# Position identification records:
** Start **
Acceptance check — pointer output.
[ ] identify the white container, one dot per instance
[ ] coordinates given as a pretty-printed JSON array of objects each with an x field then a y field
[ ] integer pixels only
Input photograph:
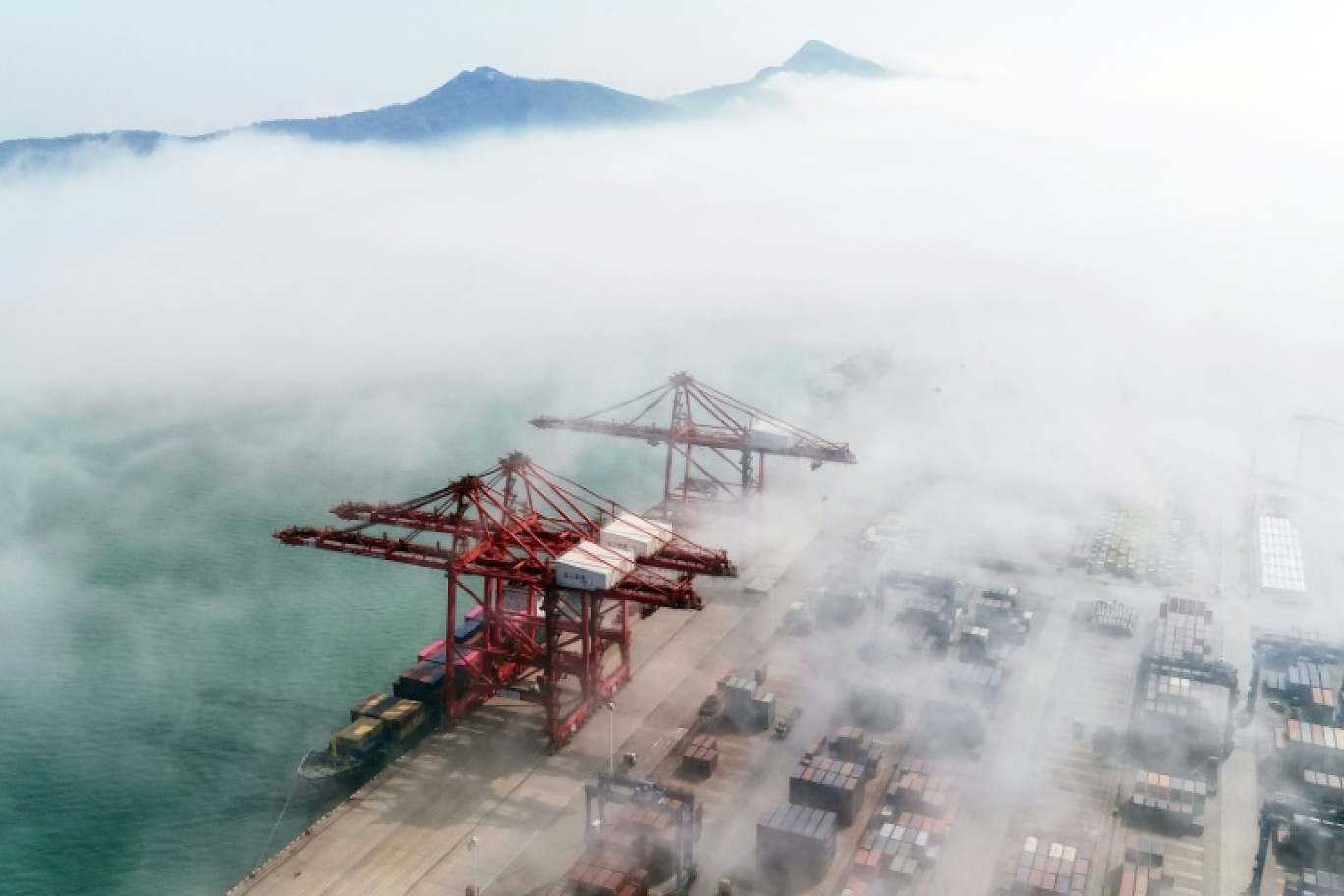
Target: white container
[
  {"x": 514, "y": 599},
  {"x": 767, "y": 437},
  {"x": 636, "y": 534},
  {"x": 591, "y": 567}
]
** End **
Copy out the entries again, substituting "white bin" for each "white container" and changing nothing else. Leave the pictures out.

# Written answer:
Acceptance check — pointer output.
[ ] identify the white bin, one dot per instance
[ ] coordinates given as a pretty-printed JSON array of objects each with an x field then a y field
[ ] integer pixels only
Input photograph:
Target: white bin
[
  {"x": 514, "y": 599},
  {"x": 767, "y": 437},
  {"x": 636, "y": 534},
  {"x": 591, "y": 567}
]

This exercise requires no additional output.